__Goal of the exercise__. In the allele calling page, what label does a gene receive when no match is found after the identity is lowered to 90% and the alignment to 80%?

__Passage to read__.
----

Skip to content

Allele Calling

luissian edited this page Apr 7, 2019 · 15 revisions

The allele calling feature in Taranis allows to identify the allele number defined in the cgMLST schema, for each sample FASTA file.

Based on this checking the core gene can be classified in any of the following possibilities:

  • ASM
  • ALM
  • Exact Match
  • INF
  • LNF
  • NIPH
  • PLOT

The figure below describe the algorithm used to classify each gene from the cgMSLT schema.

taranis_diagram_identify_alleles.jpg

The workflow starts by creating a local blast database for each of the samples.

Then we get the first gene in the cgMLST schema and we are performing a blast using the local database for the first sample file.

We are setting for this blast query with a 100% of identity and with a 100% alignment.

Imagine that as a result of this query, we found that there is a match. In this case we are going to investigate more deeply to find out if in the sample this gene is repeated in the sequence. If yes then we are going to mark this match as NIPHEM.

If we only found one match (remember this match was with 100% identity and 100% alignment), could be that we could get more matches when decreasing the identity. So we repeat the query but this time with 90% identity and 100% alignment.

If we get that two or more gene sequence is repeated in the sample we will mark this gene as NIPH.

If on contrary only one match is found then we mark this gene as Exact Match and we will add the allele number that match in the core gene schema.

Going back to our first match (100% identity, 100% alignment) in case that there no match is found, we are going to less restricted by decreasing the identify to 90% and the alignment to 80%.

Now we could get that there is not match, in that case we mark it as LNF.

If a match is found then we are trying to identify if the allele found could be handled as a new inferred one.

To know if we can mark as inferred we need to talk about the "allele variability".

When getting a gene from the schema we could find that not all the alleles has the same sequence length. We could find that it has per example a length of; 90, 100 or 120 nucleotides. For this example the variability will be 90, 100, 120. If the length of the match is one of above then it will mark as INF and it will be assigned a number.

The number and the sequence is stored to check if for any other sample has the same sequence. If it is the same it will assigned the same number, if not the number will be stepped to show that they are not the same.

If the found length number does not match with any on the list, then it is considering that there is a insertion/deletion.

In some situations we could get that the sequence matched is not the 100% identify and 100% alignment, because some nucleotides where not assemblies and they are at beginning or end the contig sample. We will mark then as PLOT . This can be happened because a bad quality of the samples.

----

__Data listing__.
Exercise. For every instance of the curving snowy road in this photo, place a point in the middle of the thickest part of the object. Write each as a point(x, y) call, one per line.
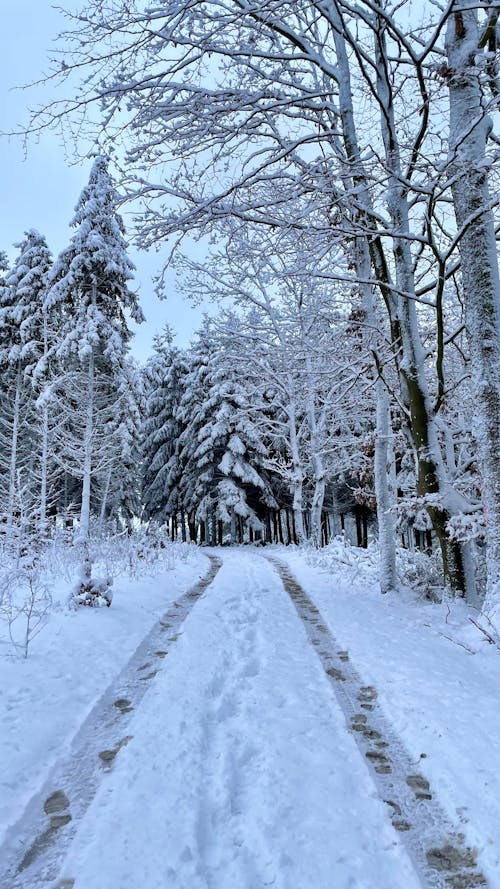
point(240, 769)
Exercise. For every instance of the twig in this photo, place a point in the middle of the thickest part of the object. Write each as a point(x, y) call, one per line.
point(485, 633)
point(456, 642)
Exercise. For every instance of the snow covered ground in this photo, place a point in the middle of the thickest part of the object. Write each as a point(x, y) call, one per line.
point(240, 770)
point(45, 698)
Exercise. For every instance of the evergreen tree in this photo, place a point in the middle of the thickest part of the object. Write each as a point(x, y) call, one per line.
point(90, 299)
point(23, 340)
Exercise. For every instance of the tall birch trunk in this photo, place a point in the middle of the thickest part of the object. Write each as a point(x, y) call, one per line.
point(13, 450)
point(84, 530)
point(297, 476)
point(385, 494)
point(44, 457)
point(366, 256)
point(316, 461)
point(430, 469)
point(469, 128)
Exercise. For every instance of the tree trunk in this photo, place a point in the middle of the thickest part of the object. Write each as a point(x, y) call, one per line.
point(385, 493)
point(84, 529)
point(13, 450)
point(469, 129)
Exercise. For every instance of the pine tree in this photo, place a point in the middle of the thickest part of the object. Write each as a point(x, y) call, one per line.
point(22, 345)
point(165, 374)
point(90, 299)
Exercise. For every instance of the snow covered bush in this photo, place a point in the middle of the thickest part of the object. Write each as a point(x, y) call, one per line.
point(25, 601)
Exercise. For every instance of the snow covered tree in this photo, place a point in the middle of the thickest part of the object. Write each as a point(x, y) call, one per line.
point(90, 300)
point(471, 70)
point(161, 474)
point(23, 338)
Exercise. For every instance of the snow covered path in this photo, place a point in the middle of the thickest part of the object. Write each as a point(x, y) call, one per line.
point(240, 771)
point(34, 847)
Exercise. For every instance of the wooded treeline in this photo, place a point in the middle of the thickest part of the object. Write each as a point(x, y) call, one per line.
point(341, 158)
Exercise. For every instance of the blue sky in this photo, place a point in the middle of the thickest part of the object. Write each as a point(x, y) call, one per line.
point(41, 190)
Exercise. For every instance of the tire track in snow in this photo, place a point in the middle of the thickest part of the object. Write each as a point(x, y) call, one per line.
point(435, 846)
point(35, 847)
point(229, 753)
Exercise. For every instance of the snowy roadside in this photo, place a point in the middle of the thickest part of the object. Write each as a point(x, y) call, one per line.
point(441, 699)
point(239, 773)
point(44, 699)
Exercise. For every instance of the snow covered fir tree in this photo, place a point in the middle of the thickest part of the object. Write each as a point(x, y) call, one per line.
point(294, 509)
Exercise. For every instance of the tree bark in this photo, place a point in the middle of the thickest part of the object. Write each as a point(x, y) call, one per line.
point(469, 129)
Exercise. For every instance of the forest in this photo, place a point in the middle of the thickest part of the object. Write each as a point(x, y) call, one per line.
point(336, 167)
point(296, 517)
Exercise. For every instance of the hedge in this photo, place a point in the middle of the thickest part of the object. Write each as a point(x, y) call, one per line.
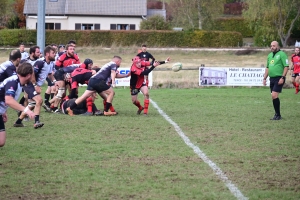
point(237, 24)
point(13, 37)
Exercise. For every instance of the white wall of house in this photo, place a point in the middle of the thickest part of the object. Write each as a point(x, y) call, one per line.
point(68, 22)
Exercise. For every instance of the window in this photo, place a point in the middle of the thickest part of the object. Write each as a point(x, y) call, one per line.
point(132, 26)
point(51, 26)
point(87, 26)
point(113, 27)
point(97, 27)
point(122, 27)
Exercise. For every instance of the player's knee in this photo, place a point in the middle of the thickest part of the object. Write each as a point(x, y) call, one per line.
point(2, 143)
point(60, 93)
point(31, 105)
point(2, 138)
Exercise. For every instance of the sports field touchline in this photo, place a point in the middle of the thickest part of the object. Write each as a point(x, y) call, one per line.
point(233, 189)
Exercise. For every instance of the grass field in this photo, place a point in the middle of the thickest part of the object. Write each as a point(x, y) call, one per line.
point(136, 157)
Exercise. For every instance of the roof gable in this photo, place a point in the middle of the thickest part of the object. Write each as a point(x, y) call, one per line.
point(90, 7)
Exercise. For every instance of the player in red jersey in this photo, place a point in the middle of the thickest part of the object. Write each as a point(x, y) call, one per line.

----

__Result below__. LNF